Instructions for the task: Rewrite all of the data entries below, swapping "placing one dot per instance" for "marking each instance with a single dot" wherever it occurs and leaving everything else the same.

Data entries:
>> begin

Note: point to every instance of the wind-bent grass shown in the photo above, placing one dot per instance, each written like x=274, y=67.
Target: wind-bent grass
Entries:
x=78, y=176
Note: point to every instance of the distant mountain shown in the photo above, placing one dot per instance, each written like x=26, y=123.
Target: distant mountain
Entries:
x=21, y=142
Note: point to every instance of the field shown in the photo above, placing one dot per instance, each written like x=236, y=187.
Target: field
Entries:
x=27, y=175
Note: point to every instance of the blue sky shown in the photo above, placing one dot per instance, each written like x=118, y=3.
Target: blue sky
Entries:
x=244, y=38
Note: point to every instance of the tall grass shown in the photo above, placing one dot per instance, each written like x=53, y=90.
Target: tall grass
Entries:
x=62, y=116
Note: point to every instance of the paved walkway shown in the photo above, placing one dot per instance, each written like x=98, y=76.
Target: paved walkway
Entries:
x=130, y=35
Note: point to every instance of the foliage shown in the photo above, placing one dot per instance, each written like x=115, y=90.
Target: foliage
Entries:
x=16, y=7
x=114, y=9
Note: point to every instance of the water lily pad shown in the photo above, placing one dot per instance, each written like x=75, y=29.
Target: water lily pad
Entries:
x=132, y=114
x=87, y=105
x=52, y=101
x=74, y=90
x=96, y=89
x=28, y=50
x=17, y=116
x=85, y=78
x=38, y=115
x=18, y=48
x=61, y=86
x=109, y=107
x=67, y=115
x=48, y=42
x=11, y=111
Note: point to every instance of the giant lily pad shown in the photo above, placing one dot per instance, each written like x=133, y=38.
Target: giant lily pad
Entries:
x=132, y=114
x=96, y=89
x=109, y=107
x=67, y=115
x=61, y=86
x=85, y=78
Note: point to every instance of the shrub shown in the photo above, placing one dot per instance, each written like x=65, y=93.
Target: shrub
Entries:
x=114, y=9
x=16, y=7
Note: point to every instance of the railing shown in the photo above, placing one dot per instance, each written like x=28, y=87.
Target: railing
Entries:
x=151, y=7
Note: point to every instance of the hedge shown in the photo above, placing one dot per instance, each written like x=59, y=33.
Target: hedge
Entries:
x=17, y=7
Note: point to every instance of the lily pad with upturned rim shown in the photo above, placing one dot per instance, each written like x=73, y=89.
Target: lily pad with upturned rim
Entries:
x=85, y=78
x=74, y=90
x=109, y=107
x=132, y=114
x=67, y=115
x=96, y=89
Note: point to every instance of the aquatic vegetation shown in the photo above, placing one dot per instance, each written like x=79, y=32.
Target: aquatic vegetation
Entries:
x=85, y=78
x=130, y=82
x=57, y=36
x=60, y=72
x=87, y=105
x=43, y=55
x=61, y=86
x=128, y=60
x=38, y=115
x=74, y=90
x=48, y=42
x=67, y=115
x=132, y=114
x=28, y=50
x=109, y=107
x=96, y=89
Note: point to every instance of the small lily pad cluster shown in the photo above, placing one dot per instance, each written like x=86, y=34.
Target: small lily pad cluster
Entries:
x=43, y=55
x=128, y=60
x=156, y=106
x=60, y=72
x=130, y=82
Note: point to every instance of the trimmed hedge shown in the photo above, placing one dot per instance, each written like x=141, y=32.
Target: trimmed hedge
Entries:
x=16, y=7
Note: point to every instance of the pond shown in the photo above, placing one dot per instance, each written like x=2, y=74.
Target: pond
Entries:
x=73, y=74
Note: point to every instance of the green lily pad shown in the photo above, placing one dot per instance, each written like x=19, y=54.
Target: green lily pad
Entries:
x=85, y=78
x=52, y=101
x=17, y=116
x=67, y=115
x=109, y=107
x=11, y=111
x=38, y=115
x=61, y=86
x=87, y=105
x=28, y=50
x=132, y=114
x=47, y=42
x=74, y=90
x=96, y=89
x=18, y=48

>> end

Answer for this exercise:
Note: point to every instance of the wind-bent grass shown in the photo above, marking each instance with a single dot, each written like x=274, y=67.
Target: wind-bent grass
Entries:
x=78, y=176
Note: point to every instance of the distant mountain shown in the photo above, marking each instance with a single dot, each written like x=26, y=123.
Target: distant mountain
Entries:
x=21, y=142
Note: point to every instance of the field shown in the photo above, marking each instance with a single dot, each written like x=236, y=187.
Target: field
Entries:
x=27, y=175
Note: point to every instance of the blue sky shown in the photo above, marking each instance with a single dot, each written like x=118, y=3.
Target: blue sky
Entries:
x=244, y=38
Note: point to every instance of the tall grass shown in the photo above, marking each instance with a single dot, each written like x=53, y=90.
Target: tall grass
Entries:
x=62, y=116
Note: point to every instance of the paved walkway shown in the photo above, marking each instance with a single dot, each written like x=98, y=76.
Target: paved walkway
Entries:
x=130, y=35
Note: point to every instance of the foliage shown in the photo above, marking each instance with a single dot, each written like x=115, y=90.
Target: foliage
Entries:
x=16, y=7
x=114, y=9
Note: point to every instance of the water lily pad shown in the photo above, marking each instance with a single dot, each written like x=75, y=29.
Target: water lily pad
Entries:
x=132, y=114
x=87, y=105
x=52, y=101
x=74, y=90
x=96, y=89
x=28, y=50
x=17, y=116
x=85, y=78
x=38, y=115
x=18, y=48
x=61, y=86
x=109, y=107
x=67, y=115
x=48, y=42
x=11, y=111
Note: point to every instance of the giant lily pad shown in the photo above, marking each instance with a single dot, each written like x=133, y=38.
Target: giant lily pad
Entries:
x=132, y=114
x=96, y=89
x=109, y=107
x=67, y=115
x=61, y=86
x=85, y=78
Note: point to every instance of the shrub shown in the photo above, marking each instance with a single dot, each written like x=65, y=93.
Target: shrub
Entries:
x=114, y=9
x=16, y=7
Note: point to every instance of the railing shown in the photo above, marking each instance with a single dot, each written like x=28, y=87.
Target: railing
Entries:
x=151, y=7
Note: point to every instance of the hedge shown in the photo above, marking each instance with a single dot, each written like x=59, y=33.
Target: hedge
Entries:
x=17, y=7
Note: point to every instance of the lily pad with upturned rim shown in the photo above, marking each instance with a single dot, each written like x=73, y=89.
Target: lily pad with upturned rim
Entries:
x=85, y=78
x=74, y=90
x=109, y=107
x=132, y=114
x=67, y=115
x=96, y=89
Note: point to every instance of the aquatic vegetation shown in the photo above, marking each instance with a single dot, each written like x=79, y=32.
Target: aquatic vegetation
Entries:
x=85, y=78
x=130, y=82
x=57, y=36
x=60, y=72
x=87, y=105
x=43, y=55
x=61, y=86
x=128, y=60
x=38, y=115
x=74, y=90
x=48, y=42
x=67, y=115
x=132, y=114
x=28, y=50
x=109, y=107
x=96, y=89
Note: point to every instance of the small lily pad cluster shown in the photo above, marking each instance with a single dot, each written like x=86, y=34.
Target: small lily pad cluster
Entries:
x=43, y=55
x=128, y=60
x=156, y=106
x=60, y=72
x=130, y=82
Note: point to every instance of the trimmed hedge shown in the photo above, marking each instance with a single dot, each written like x=141, y=32.
Target: trimmed hedge
Entries:
x=16, y=7
Note: point to every instance of the pond shown in the photo above, marking each instance with a single dot, each written like x=2, y=74.
Target: pond
Entries:
x=73, y=74
Note: point to every instance of the green lily pad shown in the photo above, marking each instance with a single dot, each written like x=19, y=54.
Target: green lily pad
Entries:
x=85, y=78
x=52, y=101
x=17, y=116
x=67, y=115
x=109, y=107
x=11, y=111
x=38, y=115
x=61, y=86
x=87, y=105
x=28, y=50
x=132, y=114
x=47, y=42
x=74, y=90
x=96, y=89
x=18, y=48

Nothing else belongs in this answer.